## start

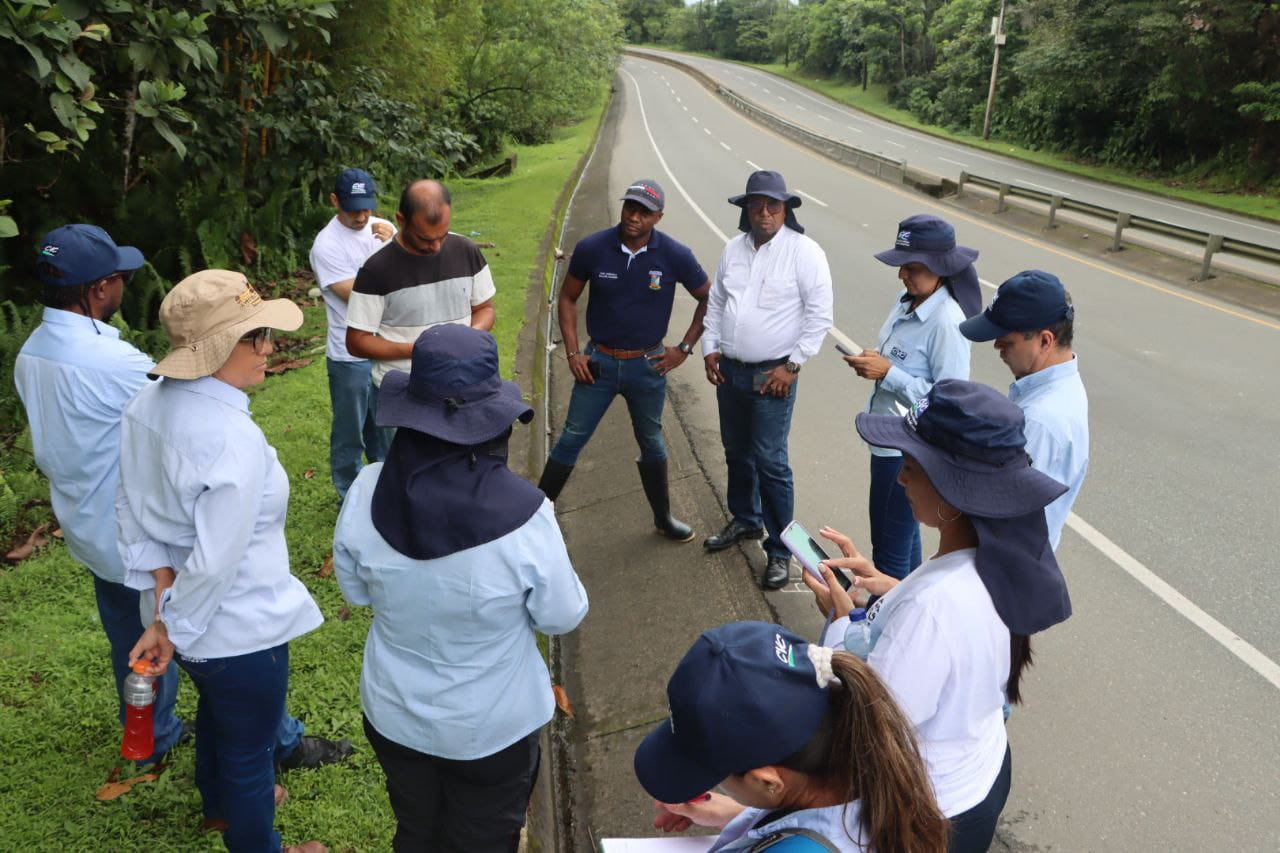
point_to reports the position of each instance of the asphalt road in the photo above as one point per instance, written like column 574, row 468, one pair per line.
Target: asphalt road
column 947, row 159
column 1142, row 730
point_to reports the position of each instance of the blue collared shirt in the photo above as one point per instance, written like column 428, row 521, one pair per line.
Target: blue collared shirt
column 452, row 666
column 632, row 292
column 922, row 347
column 1057, row 433
column 74, row 377
column 202, row 492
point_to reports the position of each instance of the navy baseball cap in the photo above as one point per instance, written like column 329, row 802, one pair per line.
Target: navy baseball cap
column 647, row 192
column 745, row 696
column 356, row 191
column 81, row 254
column 1027, row 302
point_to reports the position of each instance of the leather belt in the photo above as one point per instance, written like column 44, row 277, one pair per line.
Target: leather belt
column 754, row 365
column 624, row 355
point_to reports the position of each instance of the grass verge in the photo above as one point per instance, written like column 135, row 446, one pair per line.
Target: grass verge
column 56, row 698
column 1196, row 190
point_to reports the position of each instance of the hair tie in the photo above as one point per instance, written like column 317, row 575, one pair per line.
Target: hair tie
column 821, row 658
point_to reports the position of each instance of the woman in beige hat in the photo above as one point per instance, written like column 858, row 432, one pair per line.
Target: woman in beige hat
column 201, row 512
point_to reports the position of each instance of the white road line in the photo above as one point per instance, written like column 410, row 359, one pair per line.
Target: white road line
column 675, row 182
column 1229, row 639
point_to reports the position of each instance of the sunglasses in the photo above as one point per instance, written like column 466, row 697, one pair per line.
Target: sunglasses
column 259, row 338
column 772, row 205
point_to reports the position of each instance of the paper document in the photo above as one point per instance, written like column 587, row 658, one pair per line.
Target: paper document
column 657, row 844
column 844, row 341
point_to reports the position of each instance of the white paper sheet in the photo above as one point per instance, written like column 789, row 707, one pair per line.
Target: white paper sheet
column 657, row 844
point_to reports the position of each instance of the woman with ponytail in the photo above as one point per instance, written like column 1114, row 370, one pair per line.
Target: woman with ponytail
column 807, row 743
column 951, row 641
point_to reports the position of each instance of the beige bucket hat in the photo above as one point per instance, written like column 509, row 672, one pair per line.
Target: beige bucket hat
column 206, row 313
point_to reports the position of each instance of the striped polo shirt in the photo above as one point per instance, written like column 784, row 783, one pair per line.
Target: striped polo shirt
column 400, row 295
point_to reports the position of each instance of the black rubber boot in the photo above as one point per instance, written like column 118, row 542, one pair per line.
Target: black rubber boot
column 653, row 475
column 553, row 478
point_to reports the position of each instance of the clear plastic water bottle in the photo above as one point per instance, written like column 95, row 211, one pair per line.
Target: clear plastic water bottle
column 858, row 635
column 140, row 696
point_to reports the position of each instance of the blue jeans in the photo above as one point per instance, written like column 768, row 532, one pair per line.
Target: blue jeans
column 122, row 621
column 355, row 432
column 645, row 392
column 895, row 532
column 237, row 717
column 754, row 429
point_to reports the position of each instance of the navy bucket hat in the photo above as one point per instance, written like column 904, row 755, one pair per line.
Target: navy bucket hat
column 82, row 254
column 452, row 389
column 771, row 185
column 1029, row 301
column 745, row 696
column 929, row 241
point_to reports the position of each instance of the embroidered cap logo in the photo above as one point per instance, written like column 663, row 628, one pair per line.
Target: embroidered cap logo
column 248, row 297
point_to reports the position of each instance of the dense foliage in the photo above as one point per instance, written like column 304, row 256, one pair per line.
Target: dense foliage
column 208, row 132
column 1156, row 85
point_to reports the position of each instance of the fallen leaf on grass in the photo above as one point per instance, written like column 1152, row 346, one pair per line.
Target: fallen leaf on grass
column 288, row 364
column 562, row 701
column 36, row 539
column 113, row 789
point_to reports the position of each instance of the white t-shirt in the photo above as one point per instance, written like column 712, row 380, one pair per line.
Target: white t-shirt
column 944, row 652
column 337, row 254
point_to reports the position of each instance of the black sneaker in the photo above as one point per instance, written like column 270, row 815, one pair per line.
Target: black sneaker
column 315, row 752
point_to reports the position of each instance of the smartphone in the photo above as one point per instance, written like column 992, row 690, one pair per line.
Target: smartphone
column 844, row 343
column 809, row 552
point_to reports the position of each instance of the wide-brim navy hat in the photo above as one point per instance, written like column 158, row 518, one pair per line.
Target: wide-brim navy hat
column 929, row 241
column 969, row 441
column 745, row 696
column 80, row 254
column 769, row 185
column 453, row 389
column 1029, row 301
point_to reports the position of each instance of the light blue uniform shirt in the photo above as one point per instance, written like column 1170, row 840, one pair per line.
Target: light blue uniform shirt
column 202, row 492
column 74, row 377
column 1057, row 433
column 451, row 662
column 922, row 347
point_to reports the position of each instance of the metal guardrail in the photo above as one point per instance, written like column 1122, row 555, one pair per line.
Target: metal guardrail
column 850, row 155
column 1123, row 220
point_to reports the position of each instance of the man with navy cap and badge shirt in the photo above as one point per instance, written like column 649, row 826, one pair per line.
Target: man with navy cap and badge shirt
column 338, row 252
column 768, row 311
column 632, row 269
column 1032, row 322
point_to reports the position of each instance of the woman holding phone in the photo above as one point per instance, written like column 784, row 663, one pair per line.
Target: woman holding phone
column 952, row 639
column 919, row 343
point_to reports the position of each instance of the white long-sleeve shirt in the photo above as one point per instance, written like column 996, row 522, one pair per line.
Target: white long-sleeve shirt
column 769, row 302
column 202, row 492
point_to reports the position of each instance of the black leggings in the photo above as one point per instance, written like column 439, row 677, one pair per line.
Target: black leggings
column 972, row 831
column 444, row 806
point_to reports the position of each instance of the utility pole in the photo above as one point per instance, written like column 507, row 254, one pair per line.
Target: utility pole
column 997, row 31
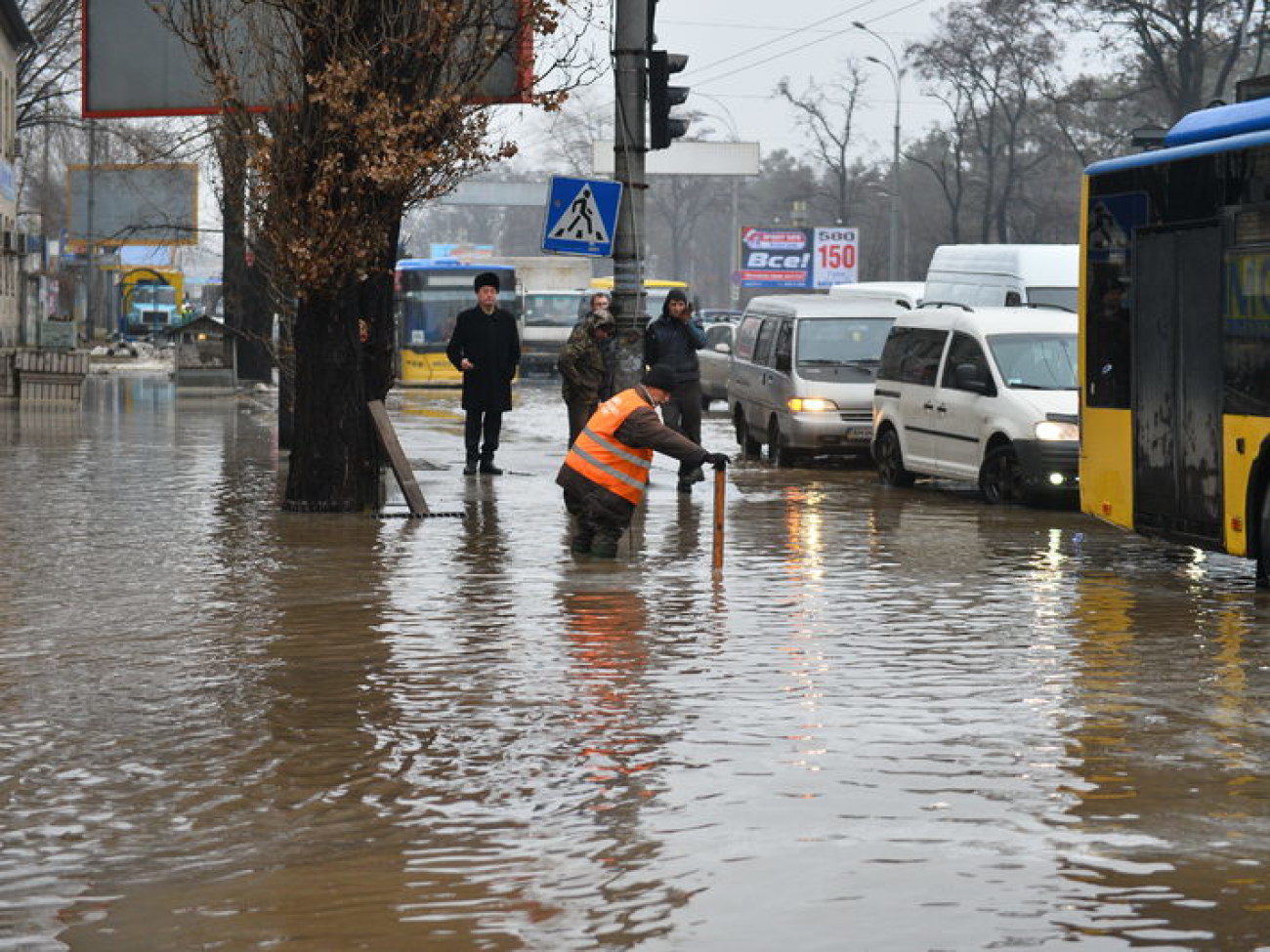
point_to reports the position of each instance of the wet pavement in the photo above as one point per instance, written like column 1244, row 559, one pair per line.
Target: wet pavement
column 896, row 720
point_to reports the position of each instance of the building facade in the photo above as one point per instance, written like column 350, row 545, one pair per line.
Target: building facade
column 14, row 37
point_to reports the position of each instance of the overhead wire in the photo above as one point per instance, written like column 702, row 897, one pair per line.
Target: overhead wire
column 699, row 81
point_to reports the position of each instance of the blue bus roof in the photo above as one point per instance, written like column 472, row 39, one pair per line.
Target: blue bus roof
column 1220, row 128
column 449, row 263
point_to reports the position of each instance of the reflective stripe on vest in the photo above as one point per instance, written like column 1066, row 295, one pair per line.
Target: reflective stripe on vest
column 604, row 458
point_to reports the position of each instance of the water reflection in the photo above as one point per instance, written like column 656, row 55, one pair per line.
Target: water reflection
column 896, row 720
column 1171, row 791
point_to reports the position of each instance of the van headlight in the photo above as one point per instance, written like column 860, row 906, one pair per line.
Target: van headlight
column 1057, row 430
column 812, row 405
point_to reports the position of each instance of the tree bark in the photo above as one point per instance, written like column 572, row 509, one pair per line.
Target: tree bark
column 334, row 464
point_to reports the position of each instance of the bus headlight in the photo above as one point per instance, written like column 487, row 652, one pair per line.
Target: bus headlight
column 812, row 405
column 1055, row 430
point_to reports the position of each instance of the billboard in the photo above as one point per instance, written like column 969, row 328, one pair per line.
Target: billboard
column 135, row 64
column 134, row 204
column 798, row 258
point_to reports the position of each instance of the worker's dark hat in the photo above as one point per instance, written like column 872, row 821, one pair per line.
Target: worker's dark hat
column 659, row 376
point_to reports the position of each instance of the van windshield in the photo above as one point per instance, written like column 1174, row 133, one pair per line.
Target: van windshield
column 1036, row 360
column 1054, row 297
column 841, row 341
column 550, row 310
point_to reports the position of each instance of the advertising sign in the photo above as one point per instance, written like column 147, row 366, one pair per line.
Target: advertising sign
column 798, row 258
column 836, row 253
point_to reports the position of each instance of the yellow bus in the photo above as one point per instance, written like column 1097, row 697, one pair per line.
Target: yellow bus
column 430, row 292
column 1175, row 335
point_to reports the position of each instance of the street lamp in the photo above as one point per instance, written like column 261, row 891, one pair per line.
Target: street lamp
column 897, row 74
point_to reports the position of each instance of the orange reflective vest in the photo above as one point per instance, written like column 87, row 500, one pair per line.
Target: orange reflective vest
column 605, row 460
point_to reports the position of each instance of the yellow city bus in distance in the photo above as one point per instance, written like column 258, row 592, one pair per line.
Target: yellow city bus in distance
column 428, row 295
column 1175, row 335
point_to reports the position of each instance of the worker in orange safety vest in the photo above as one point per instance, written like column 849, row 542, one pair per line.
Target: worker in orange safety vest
column 606, row 471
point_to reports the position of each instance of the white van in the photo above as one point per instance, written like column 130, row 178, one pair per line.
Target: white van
column 906, row 293
column 981, row 394
column 1004, row 275
column 547, row 318
column 801, row 373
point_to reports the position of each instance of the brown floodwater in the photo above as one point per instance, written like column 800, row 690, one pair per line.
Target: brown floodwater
column 896, row 720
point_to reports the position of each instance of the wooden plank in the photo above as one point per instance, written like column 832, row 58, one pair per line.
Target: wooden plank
column 401, row 466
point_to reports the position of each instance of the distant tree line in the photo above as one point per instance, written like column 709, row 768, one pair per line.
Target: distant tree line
column 1003, row 164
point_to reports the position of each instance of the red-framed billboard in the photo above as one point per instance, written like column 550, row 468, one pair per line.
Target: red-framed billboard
column 135, row 66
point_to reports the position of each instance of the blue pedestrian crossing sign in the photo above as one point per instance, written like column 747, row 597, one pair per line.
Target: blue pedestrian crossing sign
column 582, row 216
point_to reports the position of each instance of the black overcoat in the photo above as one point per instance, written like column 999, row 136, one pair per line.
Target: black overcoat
column 493, row 344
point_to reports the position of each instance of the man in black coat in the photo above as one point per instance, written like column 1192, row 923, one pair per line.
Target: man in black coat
column 486, row 348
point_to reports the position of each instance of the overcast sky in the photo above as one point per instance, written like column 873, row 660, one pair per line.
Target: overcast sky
column 740, row 50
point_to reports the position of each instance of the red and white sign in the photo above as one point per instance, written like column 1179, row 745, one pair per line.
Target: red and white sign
column 837, row 252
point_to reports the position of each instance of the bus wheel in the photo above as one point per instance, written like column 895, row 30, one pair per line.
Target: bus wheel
column 1001, row 476
column 1264, row 541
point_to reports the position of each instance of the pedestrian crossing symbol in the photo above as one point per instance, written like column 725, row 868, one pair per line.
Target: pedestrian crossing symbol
column 582, row 216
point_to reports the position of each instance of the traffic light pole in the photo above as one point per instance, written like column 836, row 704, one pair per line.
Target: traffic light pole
column 629, row 58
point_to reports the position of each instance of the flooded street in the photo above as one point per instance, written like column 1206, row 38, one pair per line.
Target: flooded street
column 897, row 720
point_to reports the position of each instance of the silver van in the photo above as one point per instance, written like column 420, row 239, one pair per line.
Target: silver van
column 801, row 373
column 983, row 394
column 1004, row 275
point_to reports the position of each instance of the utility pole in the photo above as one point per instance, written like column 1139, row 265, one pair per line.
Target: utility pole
column 629, row 62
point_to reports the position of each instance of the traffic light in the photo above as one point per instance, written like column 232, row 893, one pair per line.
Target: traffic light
column 661, row 126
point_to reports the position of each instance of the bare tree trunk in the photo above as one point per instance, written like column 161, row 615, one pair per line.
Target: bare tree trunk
column 334, row 464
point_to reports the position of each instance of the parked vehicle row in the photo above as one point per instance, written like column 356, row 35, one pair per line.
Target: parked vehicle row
column 983, row 394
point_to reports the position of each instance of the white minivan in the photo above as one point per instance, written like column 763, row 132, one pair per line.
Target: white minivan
column 1003, row 275
column 801, row 373
column 981, row 394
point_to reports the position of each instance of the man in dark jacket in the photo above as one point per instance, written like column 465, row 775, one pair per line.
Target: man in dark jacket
column 487, row 350
column 673, row 341
column 585, row 372
column 605, row 474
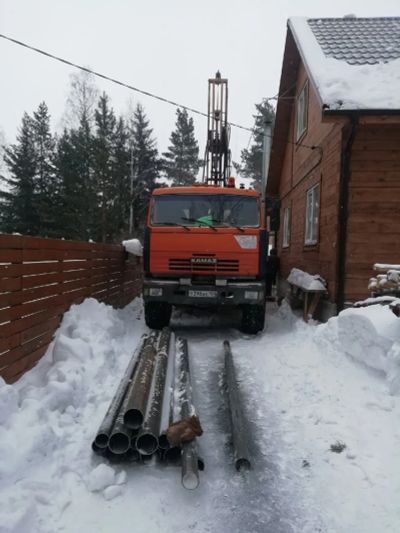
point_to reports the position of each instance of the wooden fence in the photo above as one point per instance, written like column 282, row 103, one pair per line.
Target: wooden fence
column 41, row 278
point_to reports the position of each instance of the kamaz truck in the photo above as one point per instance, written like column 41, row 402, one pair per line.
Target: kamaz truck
column 205, row 245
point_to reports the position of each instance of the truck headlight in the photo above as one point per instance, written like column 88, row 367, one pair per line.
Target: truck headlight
column 251, row 295
column 155, row 291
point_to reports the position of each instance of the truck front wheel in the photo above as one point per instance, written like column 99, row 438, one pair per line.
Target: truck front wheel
column 253, row 317
column 157, row 314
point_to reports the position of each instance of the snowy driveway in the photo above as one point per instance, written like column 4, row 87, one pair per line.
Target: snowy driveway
column 302, row 395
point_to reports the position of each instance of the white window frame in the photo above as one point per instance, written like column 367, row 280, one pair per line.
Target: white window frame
column 286, row 227
column 302, row 111
column 312, row 215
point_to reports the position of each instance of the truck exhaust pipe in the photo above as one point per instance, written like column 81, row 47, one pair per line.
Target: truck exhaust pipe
column 147, row 441
column 241, row 451
column 104, row 432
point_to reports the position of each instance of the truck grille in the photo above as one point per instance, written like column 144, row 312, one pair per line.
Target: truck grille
column 218, row 266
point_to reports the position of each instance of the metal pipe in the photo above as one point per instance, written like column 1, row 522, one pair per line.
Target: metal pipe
column 132, row 455
column 134, row 406
column 190, row 466
column 167, row 416
column 147, row 440
column 239, row 432
column 104, row 431
column 121, row 434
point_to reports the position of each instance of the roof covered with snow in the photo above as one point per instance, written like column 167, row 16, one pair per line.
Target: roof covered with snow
column 358, row 41
column 354, row 63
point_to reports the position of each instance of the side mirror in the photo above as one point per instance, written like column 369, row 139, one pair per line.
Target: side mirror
column 273, row 210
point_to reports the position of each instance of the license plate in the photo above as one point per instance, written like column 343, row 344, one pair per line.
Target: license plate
column 202, row 294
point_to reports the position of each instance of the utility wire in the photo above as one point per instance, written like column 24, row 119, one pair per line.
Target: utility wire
column 141, row 91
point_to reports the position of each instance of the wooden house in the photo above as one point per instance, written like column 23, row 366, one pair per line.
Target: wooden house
column 335, row 159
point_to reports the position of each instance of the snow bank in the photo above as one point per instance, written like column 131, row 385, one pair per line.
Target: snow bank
column 48, row 418
column 306, row 281
column 344, row 86
column 133, row 246
column 371, row 335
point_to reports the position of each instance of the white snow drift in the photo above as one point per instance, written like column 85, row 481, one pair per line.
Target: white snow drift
column 309, row 390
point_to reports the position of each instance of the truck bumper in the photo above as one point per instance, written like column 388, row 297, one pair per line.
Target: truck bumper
column 177, row 293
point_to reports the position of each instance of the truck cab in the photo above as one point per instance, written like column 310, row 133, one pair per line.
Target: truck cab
column 205, row 246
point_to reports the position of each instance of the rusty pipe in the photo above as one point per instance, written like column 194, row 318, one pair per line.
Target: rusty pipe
column 239, row 430
column 134, row 406
column 147, row 439
column 104, row 431
column 190, row 465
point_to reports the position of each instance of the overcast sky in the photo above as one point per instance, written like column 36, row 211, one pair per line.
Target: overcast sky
column 168, row 47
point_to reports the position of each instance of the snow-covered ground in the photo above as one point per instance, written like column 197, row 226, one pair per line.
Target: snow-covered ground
column 310, row 391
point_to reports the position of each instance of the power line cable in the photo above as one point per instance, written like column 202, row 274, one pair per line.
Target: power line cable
column 136, row 89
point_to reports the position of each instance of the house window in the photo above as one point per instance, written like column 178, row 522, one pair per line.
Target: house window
column 312, row 214
column 301, row 112
column 286, row 227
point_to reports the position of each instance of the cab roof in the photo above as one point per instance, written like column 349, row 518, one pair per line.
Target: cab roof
column 205, row 189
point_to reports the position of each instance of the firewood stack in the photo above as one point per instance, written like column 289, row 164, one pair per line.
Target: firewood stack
column 387, row 280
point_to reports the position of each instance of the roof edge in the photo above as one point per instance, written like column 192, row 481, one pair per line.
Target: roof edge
column 291, row 26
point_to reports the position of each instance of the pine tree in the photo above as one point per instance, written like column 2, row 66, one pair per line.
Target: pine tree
column 19, row 213
column 146, row 164
column 47, row 187
column 82, row 100
column 181, row 162
column 103, row 157
column 251, row 158
column 121, row 175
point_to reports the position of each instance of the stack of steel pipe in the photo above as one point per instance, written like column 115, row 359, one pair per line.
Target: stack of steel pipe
column 116, row 436
column 239, row 430
column 134, row 426
column 131, row 427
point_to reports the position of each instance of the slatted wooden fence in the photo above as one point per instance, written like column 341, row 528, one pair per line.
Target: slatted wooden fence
column 41, row 278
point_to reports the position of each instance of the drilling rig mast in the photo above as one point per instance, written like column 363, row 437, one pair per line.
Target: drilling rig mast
column 218, row 155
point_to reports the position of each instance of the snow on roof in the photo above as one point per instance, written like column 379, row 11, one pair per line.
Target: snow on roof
column 354, row 62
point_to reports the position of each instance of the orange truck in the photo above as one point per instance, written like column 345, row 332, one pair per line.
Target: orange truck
column 205, row 245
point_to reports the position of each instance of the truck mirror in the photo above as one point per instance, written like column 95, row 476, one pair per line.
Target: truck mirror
column 273, row 206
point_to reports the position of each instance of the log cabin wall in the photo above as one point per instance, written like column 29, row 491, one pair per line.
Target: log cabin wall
column 373, row 231
column 41, row 278
column 302, row 169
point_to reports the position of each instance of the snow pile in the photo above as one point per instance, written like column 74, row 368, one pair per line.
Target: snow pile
column 371, row 335
column 306, row 281
column 48, row 418
column 327, row 426
column 344, row 86
column 133, row 246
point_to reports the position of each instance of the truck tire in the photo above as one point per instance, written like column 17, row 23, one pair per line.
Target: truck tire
column 157, row 314
column 253, row 317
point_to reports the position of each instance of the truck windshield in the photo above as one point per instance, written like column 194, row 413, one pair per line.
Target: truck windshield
column 206, row 210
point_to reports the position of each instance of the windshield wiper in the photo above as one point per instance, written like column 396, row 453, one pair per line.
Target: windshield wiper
column 172, row 224
column 201, row 223
column 227, row 224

## end

** Short task **
Write the lines from the start of the material through the line holding "column 1142, row 730", inclusive, as a JSON list of strings with one string per line and no blank lines. Leave out the pictures.

** Result for this task **
[
  "point_to reports the position of each instance of the asphalt road in the photo above as one point per instance, written like column 574, row 468, one pair per line.",
  "Target: asphalt road",
  "column 947, row 159",
  "column 1142, row 730"
]